EXERCISE REQUIREMENTS »
Return every record below exactly as written, omitting any pictures.

*** DATA RECORDS Section Begins ***

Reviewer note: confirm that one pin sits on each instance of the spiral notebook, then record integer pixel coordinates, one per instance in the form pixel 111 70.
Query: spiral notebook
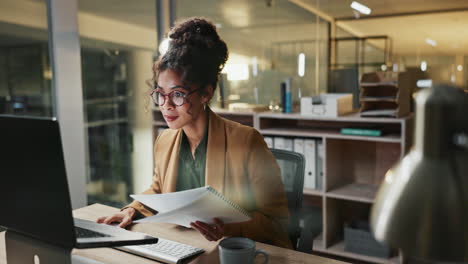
pixel 200 204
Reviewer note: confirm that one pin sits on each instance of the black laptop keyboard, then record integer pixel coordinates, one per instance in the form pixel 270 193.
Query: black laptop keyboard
pixel 84 233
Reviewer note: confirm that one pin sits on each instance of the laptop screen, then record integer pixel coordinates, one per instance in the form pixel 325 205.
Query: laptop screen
pixel 34 192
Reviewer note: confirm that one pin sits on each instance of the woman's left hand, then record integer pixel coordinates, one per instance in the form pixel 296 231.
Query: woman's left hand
pixel 212 232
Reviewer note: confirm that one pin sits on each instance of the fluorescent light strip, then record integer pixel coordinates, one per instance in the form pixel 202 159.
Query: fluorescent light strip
pixel 301 64
pixel 360 8
pixel 431 42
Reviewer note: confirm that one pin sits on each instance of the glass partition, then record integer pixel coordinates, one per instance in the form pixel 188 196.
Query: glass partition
pixel 118 44
pixel 25 75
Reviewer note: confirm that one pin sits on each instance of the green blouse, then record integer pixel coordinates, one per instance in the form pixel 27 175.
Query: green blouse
pixel 191 171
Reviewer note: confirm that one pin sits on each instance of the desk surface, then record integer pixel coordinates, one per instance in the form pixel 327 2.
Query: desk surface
pixel 176 233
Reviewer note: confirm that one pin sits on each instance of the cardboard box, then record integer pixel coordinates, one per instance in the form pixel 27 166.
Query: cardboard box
pixel 327 105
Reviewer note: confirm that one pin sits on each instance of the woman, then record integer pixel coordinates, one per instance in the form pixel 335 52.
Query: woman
pixel 201 148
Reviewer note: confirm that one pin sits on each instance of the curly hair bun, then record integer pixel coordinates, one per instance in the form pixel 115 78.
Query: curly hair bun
pixel 196 51
pixel 200 35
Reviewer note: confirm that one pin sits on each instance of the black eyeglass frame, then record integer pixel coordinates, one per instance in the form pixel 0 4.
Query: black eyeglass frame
pixel 169 95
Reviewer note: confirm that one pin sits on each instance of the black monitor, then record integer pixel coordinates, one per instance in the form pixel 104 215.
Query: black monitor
pixel 33 186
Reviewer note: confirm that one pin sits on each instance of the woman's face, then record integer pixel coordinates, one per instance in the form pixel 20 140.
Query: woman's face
pixel 186 114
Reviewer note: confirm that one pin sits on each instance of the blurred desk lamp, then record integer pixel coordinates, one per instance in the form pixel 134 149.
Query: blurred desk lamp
pixel 422 205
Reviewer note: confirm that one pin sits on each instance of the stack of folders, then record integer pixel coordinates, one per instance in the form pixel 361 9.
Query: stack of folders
pixel 312 149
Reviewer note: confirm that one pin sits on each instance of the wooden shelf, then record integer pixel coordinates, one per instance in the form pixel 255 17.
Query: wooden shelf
pixel 354 117
pixel 358 192
pixel 338 249
pixel 326 134
pixel 315 192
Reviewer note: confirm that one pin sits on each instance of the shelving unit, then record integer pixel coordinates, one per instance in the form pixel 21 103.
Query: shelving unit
pixel 353 166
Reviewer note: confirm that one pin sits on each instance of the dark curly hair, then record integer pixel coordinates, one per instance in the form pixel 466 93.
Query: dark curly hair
pixel 196 52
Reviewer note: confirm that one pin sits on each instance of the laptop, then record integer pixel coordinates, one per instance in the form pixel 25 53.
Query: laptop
pixel 34 190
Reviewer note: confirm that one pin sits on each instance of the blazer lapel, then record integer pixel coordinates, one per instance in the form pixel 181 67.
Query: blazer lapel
pixel 216 153
pixel 170 176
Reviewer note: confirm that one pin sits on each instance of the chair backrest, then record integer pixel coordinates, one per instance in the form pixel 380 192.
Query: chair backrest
pixel 292 166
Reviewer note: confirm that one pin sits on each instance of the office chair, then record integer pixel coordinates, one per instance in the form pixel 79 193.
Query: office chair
pixel 292 166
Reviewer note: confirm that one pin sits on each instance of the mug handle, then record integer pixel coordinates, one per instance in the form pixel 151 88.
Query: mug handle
pixel 261 252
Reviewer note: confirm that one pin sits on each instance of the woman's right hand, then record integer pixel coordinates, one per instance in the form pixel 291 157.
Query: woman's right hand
pixel 123 218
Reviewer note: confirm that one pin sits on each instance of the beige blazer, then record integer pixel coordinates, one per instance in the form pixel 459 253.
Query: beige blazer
pixel 241 167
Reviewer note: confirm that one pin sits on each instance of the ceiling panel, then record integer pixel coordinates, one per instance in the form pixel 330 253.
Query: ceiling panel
pixel 341 8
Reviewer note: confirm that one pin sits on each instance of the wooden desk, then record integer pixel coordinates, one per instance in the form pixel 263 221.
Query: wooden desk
pixel 176 233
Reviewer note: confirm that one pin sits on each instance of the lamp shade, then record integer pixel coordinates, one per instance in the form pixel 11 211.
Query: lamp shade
pixel 422 205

*** DATA RECORDS Section Ends ***

SOLUTION FOR THIS EXERCISE »
Reviewer note: confirm that one pin sits on each instance of the spiral notebook, then record integer pixel coordinates, one per instance in the form pixel 111 70.
Query: spiral notebook
pixel 200 204
Reviewer note: confirm that one pin sits on each instance of the black laptop keyboard, then record integer pixel coordinates, one per instance in the form pixel 270 193.
Query: black laptop keyboard
pixel 84 233
Reviewer note: confirm that one pin sits on each instance of the laptop screen, then record integer pixel coordinates, one per instance in the form pixel 325 205.
Query: laptop screen
pixel 34 192
Reviewer note: confirm that one pin sits on each instance of the woman's left hand, then record integer pixel coordinates, one per instance in the form pixel 296 231.
Query: woman's left hand
pixel 212 232
Reviewer note: confirm that one pin sits on each instance of the fluorescent light strip, then record integer pixel coordinates, one per instance in the form pixel 202 159.
Query: fluorescent light strip
pixel 301 64
pixel 360 8
pixel 431 42
Reviewer note: confirm that one pin sits on each instance of the glass partition, then record integer pixel coordinates, one per instance in the form pixel 188 196.
Query: glass partition
pixel 118 44
pixel 25 75
Reviewer note: confirm that one pin sits on each instance of the green blouse, then record integer pixel coordinates, one per instance in the form pixel 27 175.
Query: green blouse
pixel 191 171
Reviewer note: confirm that one pin sits on each instance of the desk surface, then record integer pixel coordinates, one per instance in the form pixel 327 2.
Query: desk surface
pixel 176 233
Reviewer note: confirm that one pin sits on each instance of the cardboard box, then record integer pixel coordinates, one per instance in the form pixel 27 166.
Query: cardboard box
pixel 327 105
Reviewer note: confirm that one pin sits on each instance of the woman, then record integer pixel coordinates, one per instance in the form pixel 335 52.
Query: woman
pixel 201 148
Reviewer note: confirm that one pin sits on each instance of the curly hair bun, then record integer pixel coordinates, one per instance in the form pixel 115 78.
Query: curly hair bun
pixel 196 51
pixel 200 35
Reviewer note: confirm that one pin sits on each instance of the black eyeglass frame, then record integer pixel coordinates, one per instance in the form pixel 0 4.
Query: black eyeglass frame
pixel 169 95
Reviewer note: confirm that one pin sits on each instance of the black monitor, then record integer pixel coordinates, one per instance in the form pixel 104 215.
Query: black monitor
pixel 33 186
Reviewer note: confirm that one pin sits on each instance of the woman's face, then record integer pixel coordinates, one per instance in the form pixel 20 140.
Query: woman's face
pixel 186 114
Reviewer note: confirm that one pin sits on each instance of the blurred desk lamp, then record integer pixel coordinates, one per instance in the form pixel 134 149.
Query: blurred desk lamp
pixel 422 205
Reviewer note: confirm that one pin sits on each instance of the stack of folders, then record integer pixel coordinates, one per instance in the form pixel 361 9.
Query: stack of folders
pixel 312 149
Reviewer note: confirm that one pin sits on each instance of the wooden shelf, then record integer pixel coordinates, one per instance in the form pixel 255 17.
Query: wooden shelf
pixel 354 117
pixel 358 192
pixel 338 249
pixel 326 134
pixel 315 192
Reviewer note: confirm that one pin sits on each instance of the shelving unit, then record integer pixel coordinates, one per instance in the form pixel 21 103.
Query: shelving unit
pixel 353 166
Reviewer note: confirm that one pin sits on each instance of the dark curly hair, then record integer pixel coordinates, one per instance in the form pixel 466 93.
Query: dark curly hair
pixel 196 52
Reviewer note: confirm that one pin sits on each instance of the laptop, then record integer pixel coordinates, one per instance in the form pixel 25 53.
Query: laptop
pixel 34 190
Reviewer note: confirm that one pin sits on each instance of the blazer lapel, then record integer pixel coordinates, one per instance in the form pixel 181 67.
Query: blazer lapel
pixel 216 153
pixel 170 176
Reviewer note: confirm that one pin sits on each instance of the chair backrest, then record integer pixel coordinates, one per instance in the form pixel 380 192.
Query: chair backrest
pixel 292 166
Reviewer note: confirm that one pin sits on each instance of the office chair, then record integer pixel coordinates, one per instance in the form pixel 79 193.
Query: office chair
pixel 292 166
Reviewer note: confirm that one pin sits on each instance of the mug handle, then record integer pixel coordinates, one per instance in the form pixel 151 88.
Query: mug handle
pixel 261 252
Reviewer note: confirm that one pin sits on each instance of the woman's right hand, then record integer pixel coordinates, one per instance in the form pixel 291 157.
Query: woman's right hand
pixel 123 218
Reviewer note: confirm that one pin sits on each instance of the beige blazer, then record integer pixel coordinates, one per instance in the form pixel 459 253.
Query: beige blazer
pixel 241 167
Reviewer note: confirm that one pin sits on each instance of the ceiling panel, then record integer pixel coordinates, one per instance in the form pixel 330 253.
Query: ceiling panel
pixel 341 8
Reviewer note: confirm that one pin sits on each instance of the wooden desk, then record integer pixel coordinates, one per instance in the form pixel 263 221.
Query: wooden desk
pixel 176 233
Reviewer note: confirm that one pin sits on each instance of the lamp shade, then record integer pixel coordinates, one per instance in the form pixel 11 211.
Query: lamp shade
pixel 422 205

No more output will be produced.